**Data extracted from a collection:**
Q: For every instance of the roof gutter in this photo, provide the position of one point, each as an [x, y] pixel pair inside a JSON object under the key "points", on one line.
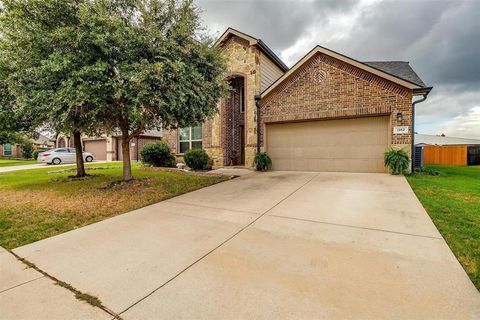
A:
{"points": [[272, 55], [424, 92]]}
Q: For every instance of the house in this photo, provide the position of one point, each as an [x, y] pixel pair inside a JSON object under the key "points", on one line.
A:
{"points": [[328, 112], [108, 147], [14, 150], [448, 150]]}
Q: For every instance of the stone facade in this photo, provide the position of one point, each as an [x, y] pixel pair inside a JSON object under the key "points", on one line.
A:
{"points": [[326, 88], [321, 88], [243, 61]]}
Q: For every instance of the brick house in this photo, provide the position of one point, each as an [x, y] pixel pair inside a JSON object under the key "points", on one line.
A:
{"points": [[108, 147], [328, 112]]}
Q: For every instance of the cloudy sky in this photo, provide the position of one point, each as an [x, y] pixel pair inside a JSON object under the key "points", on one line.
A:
{"points": [[440, 39]]}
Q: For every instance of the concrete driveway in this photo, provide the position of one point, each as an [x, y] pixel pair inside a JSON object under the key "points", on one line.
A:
{"points": [[272, 245]]}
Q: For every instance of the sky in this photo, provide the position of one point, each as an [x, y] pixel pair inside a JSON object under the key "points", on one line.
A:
{"points": [[440, 39]]}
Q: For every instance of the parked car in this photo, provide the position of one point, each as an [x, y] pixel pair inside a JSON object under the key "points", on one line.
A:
{"points": [[62, 155]]}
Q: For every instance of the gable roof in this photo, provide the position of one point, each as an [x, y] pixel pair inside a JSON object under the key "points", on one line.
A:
{"points": [[383, 73], [400, 69], [253, 41], [426, 139]]}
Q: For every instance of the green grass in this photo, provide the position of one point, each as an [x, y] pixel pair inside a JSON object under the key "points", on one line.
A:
{"points": [[452, 200], [36, 204], [15, 162]]}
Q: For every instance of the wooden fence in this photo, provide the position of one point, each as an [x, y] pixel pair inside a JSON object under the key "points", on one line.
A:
{"points": [[449, 155]]}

**TASK BRIEF:** Give only a number: how many lines of the data hold the string "roof"?

**TASK RESPONSE:** 2